## Texto de referência
____________
Dois grandes projetos que necessitarão de madeira despontam na Região Sul. Enquanto a CMPC projeta a implementação de uma fábrica de celulose em Barra do Ribeiro, no Centro-Sul do Estado, a Braspell Bioenergia avança nos trâmites para a instalação de uma fábrica de pellets em Pinheiro Machado, no Sul gaúcho. Quando saírem do papel, ambos prometem impulsionar a silvicultura nas respectivas áreas em que estão inseridos.
No caso da CMPC, é esperado um investimento de R$ 24 bilhões na execução do projeto, parte do histórico aporte anunciado pela empresa para o Rio Grande do Sul. Do valor, R$ 4 bilhões serão destinados a operações portuárias, ao plantio florestal de eucaliptos e à hidrovia. A empresa optou por não divulgar qual deverá ser a área plantada.
A CMPC possui atualmente área plantada de eucaliptos em 75 municípios gaúchos. Somando as áreas de conservação, a empresa possui 357 mil hectares no Estado — um crescimento de 10,27% em relação aos dados divulgados na última edição do Mapa Econômico do RS.
O presidente da Associação Gaúcha de Produtores de Florestas Plantadas (Agaflor), Mathias Almeida, acredita que um município próximo à nova fábrica da CMPC que pode ter a silvicultura ampliada é o de São Lourenço do Sul, na Região Sul do Estado. Atualmente, a cidade possui pouco menos de 2,9 mil hectares de área florestal plantada, sendo a maioria (2,65 mil hectares) voltada ao cultivo de pinus — volume bastante distante dos principais produtores da região.
Outra possibilidade de crescimento em área de plantio florestal, para Almeida, é no município de Canguçu. Embora já figure como o quinto maior produtor da Região Sul, com cerca de 16,3 mil hectares de florestas de eucalipto, pinus e acácia negra, o presidente da Agaflor acredita que o tamanho do município permite a expansão silvícola. A cidade, localizada na Região Sul do Estado, possui uma área de 3.526 quilômetros quadrados, sete vezes maior que a da capital gaúcha, Porto Alegre.
O presidente da Associação Gaúcha de Empresas Florestais (Ageflor), Daniel Chies, por sua vez, prefere não prever cidades específicas que possam crescer em área florestal. Porém, confia que os empreendimentos são responsáveis por dar aos produtores a segurança para investir na silvicultura, visto que ele se dá a médio e longo prazo. Esse seria, para ele, o caso da nova fábrica da CMPC. “Com certeza é um projeto que irá estimular empreendedores a analisarem a possibilidade de investimentos em plantios florestais”, avalia.
____________
## Material
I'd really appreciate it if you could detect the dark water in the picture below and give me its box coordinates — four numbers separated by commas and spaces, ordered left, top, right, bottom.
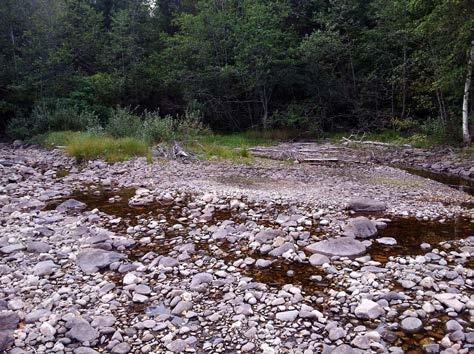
369, 217, 474, 263
48, 186, 474, 353
398, 166, 474, 195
____________
## Tarefas
• 1. Liste todos os municípios mencionados pelo nome no texto sobre silvicultura.
• 2. Responda com base no texto sobre silvicultura:
(a) Qual é o investimento total esperado pela CMPC no projeto?
(b) Qual é a área do município de Canguçu?
(c) Quem preside a Associação Gaúcha de Empresas Florestais?
• 3. Prolongue o texto sobre silvicultura com um parágrafo que comece logo após a sua última frase.

## Respostas
• 1. Barra do Ribeiro, Pinheiro Machado, São Lourenço do Sul, Canguçu, Porto Alegre

• 2.
(a) R$ 24 bilhões
(b) 3.526 quilômetros quadrados
(c) Daniel Chies

• 3.
O outro projeto que promete alavancar a Região Sul, da Braspell, conta com investimento do empresário paulista Luiz Eduardo Batalha e está na etapa final do licenciamento necessário para a sua instalação. Anunciada em 2021 com um aporteestimado em R$ 1,4 bilhão, a fábrica planeja utilizar cilindros de madeira compactada para geração de energia a partir da queima de biomassa.
No projeto, é estimado o plantio de 45 mil hectares de florestas para o fornecimento da matéria-prima. As espécies não foram especificadas. No entanto, o empresário espera que outros fornecedores se juntem ao projeto. “Temos parceiros produtores de eucalipto, de pinus, de acácia negra, e vai ser um projeto muito grande”, explica Batalha. É possível que até 90 mil hectares de florestas plantadas a um raio de 60 quilômetros da fábrica possam ofertar madeira para a produção de pellets.
Almeida concorda com a previsão: “Eles já tem uma boa parte das florestas para começar a rodar o projeto deles mapeada. Eu acho que se realmente sair do papel, o que eu acho que vai andar, vai ser um boom para aquela região. Principalmente, se a gente considerar a silvicultura em áreas marginais que não iriam para a soja ou áreas das propriedades que tenham 50, 100 hectares para diversificar a fonte de renda”, avalia.
Chies diz esperar fortemente que o projeto seja executado. Entretanto, acredita que a escala estipulada pela Braspell possa ser um desafio para a sua implementação. Principalmente, devido à necessidade de base florestal. Conforme explica, a madeira da região fornece matéria-prima para fábricas de celulose e indústrias do ramo moveleiro.
Maiores áreas plantadas nas Regiões Sul, Centro-Sul, Campanha e Fronteira Oeste
Eucalipto, pinus e acácia negra
- Piratini (40.157 hectares)
- Butiá (18.422 hectares)
- São José do Norte (18.414 hectares)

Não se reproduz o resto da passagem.